§ **Source extract**:
Date: 19991208
Docket: 98-1097-IT-I; 1999-2280-IT-I
BETWEEN:
ROGER ROBIDOUX,
Appellant,
and
HER MAJESTY THE QUEEN,
Respondent.
Reasons for judgment
(Delivered orally from the bench on September 15, 1999, at
Montréal, Quebec, and amended at Ottawa, Ontario, on
December 8, 1999)
Lamarre, J.T.C.C.
[1] These are appeals brought under the informal procedure
from assessments made by the Minister of National Revenue
(“the Minister”) for the 1996 and 1997 taxation
years. Through the assessments, the Minister disallowed $8,979
and $4,417 in legal expenses deducted by the appellant in
computing his income for 1996 and 1997 respectively. In making
the assessments, the Minister relied on the following facts:
[TRANSLATION]
(a) on or about February 22, 1996, the appellant filed a
motion to vary corollary relief in order to have quashed a claim
for arrears of support made by the collector of support on behalf
of the appellant's former spouse, Nicole Hamel, and to oppose
the possible garnishment of his wages; (admitted)
(b) in his tax returns for [the 1996 and 1997 taxation years],
the appellant claimed, as legal expenses, fees totalling [$8,979
and $4,417 respectively] that he paid for the following
reasons:
(i) cancellation of arrears;
(ii) cancellation of garnishment of wages;
(iii) claim for overpayment of support;
(admitted)
(c) it is the Minister’s opinion that the said legal
expenses are not deductible by the payer thereof.
[2] The appellant argued that he also incurred these legal
expenses in order to claim from his former spouse arrears of
support that she owed him pursuant to an initial separation
agreement entered into when a dependent child was living with
him.

§ **Given records**:
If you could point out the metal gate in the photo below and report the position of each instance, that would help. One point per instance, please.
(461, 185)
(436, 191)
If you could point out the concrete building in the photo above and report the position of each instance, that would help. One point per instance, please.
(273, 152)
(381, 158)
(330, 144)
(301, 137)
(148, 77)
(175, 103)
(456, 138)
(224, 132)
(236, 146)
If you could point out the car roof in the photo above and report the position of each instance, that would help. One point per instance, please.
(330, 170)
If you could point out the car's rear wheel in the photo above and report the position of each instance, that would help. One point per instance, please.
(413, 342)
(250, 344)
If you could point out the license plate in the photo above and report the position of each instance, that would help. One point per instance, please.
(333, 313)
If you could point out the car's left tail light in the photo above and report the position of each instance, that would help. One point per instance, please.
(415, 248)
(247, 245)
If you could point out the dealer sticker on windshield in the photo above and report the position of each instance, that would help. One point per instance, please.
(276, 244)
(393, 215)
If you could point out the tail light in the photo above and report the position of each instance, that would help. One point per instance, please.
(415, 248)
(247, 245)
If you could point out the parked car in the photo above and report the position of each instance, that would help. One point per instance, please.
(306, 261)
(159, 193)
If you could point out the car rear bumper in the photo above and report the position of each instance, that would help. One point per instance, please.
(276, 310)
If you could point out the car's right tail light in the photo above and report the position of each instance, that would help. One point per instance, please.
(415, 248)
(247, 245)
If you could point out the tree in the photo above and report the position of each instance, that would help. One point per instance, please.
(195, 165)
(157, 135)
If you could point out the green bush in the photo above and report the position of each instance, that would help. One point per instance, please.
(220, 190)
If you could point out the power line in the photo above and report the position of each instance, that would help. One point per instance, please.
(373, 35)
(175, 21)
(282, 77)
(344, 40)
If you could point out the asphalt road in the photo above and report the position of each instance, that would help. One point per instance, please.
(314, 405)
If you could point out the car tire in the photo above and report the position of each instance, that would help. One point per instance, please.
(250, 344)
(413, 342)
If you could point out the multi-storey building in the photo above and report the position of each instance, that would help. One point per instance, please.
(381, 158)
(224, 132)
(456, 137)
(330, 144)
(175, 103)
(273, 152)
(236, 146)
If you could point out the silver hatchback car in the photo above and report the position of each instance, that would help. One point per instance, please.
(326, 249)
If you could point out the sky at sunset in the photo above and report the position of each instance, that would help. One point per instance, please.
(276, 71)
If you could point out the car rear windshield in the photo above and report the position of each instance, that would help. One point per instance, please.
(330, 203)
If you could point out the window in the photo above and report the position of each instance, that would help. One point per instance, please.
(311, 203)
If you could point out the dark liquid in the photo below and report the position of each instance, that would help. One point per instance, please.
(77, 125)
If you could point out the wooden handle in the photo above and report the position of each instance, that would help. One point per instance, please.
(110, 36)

§ **Direction 1**: Condense the paragraph of the reasons for judgment that begins "These are appeals brought under the informal procedure" into a short list that keeps its main facts.
§ **Direction 2**: Continue the reasons for judgment from their last sentence onward.

§ **Final answer 1**:
- The appeals are brought under the informal procedure from assessments by the Minister of National Revenue for the 1996 and 1997 taxation years.
- The Minister disallowed legal expenses the appellant deducted in computing his income: $8,979 for 1996 and $4,417 for 1997.
- On or about February 22, 1996, the appellant filed a motion to vary corollary relief. The motion sought to quash a claim for arrears of support made by the collector of support on behalf of his former spouse, Nicole Hamel, and to oppose possible garnishment of his wages (admitted).
- The fees were claimed for cancellation of arrears, cancellation of garnishment of wages, and a claim for overpayment of support (admitted).
- The Minister's view is that these legal expenses are not deductible by the payer.

§ **Final answer 2**:
[3] According to a separation agreement signed on October 14,
1988 (Exhibit A-1) and ratified by a divorce judgment
rendered by Mr. Justice Jacques Dugas of the
Superior Court of Quebec on November 18, 1993 (Exhibit
A-2), only the appellant had to pay child support. The
agreement also provided that [TRANSLATION] “if the father
and the mother each look after one child, the father shall pay
only tuition fees” (article 3(B), Exhibit
A-2).
[4] The appellant argued that, after receiving a support
collection notice on February 19, 1996, through which his former
spouse claimed arrears of support from him, he took legal steps
both to counter the threats to garnish his wages and to claim
support from his former spouse for the period during which he had
had one child with him.
[5] A re-amended motion to vary collateral relief
(Exhibit I-1) was filed by the appellant with the Superior
Court of Quebec on November 26, 1996. In this motion, the
appellant asked the Superior Court to reduce the child support
payable under the divorce agreement, to cancel all the arrears
claimed by his former spouse and to order his former spouse to
give him back any overpayment he had made in respect of tuition
fees and amounts he had paid her when the only remaining
dependent child was living with him.
[6] By a consent signed on April 10, 1997 (Exhibit A-7)
the appellant’s former spouse waived all the arrears of
support and tuition fees claimed by the collector of support. The
agreement also provided that no arrears or overpayment amounts
would be paid to the appellant and that he was waiving any claim
in that regard. Articles 7, 8 and 9 of the consent also state the
following:
[TRANSLATION]
7. The defendant [the former spouse] acknowledges having
received $280.00 a month from the plaintiff [the appellant] since
May 1996 even though Roger was no longer a dependent child, and
she undertakes to pay the plaintiff $100.00 in nominal arrears,
the said sum to be payable within 60 days of the judgment to be
rendered and to constitute full and final settlement;
8. The parties declare that, since the three children are
self-sufficient and are no longer children of the marriage
within the meaning of the Divorce Act, no further support
or tuition fees shall be payable by the plaintiff to the
defendant for their benefit, and vice versa;
9. Any support provided for in a previous judgment is
therefore cancelled.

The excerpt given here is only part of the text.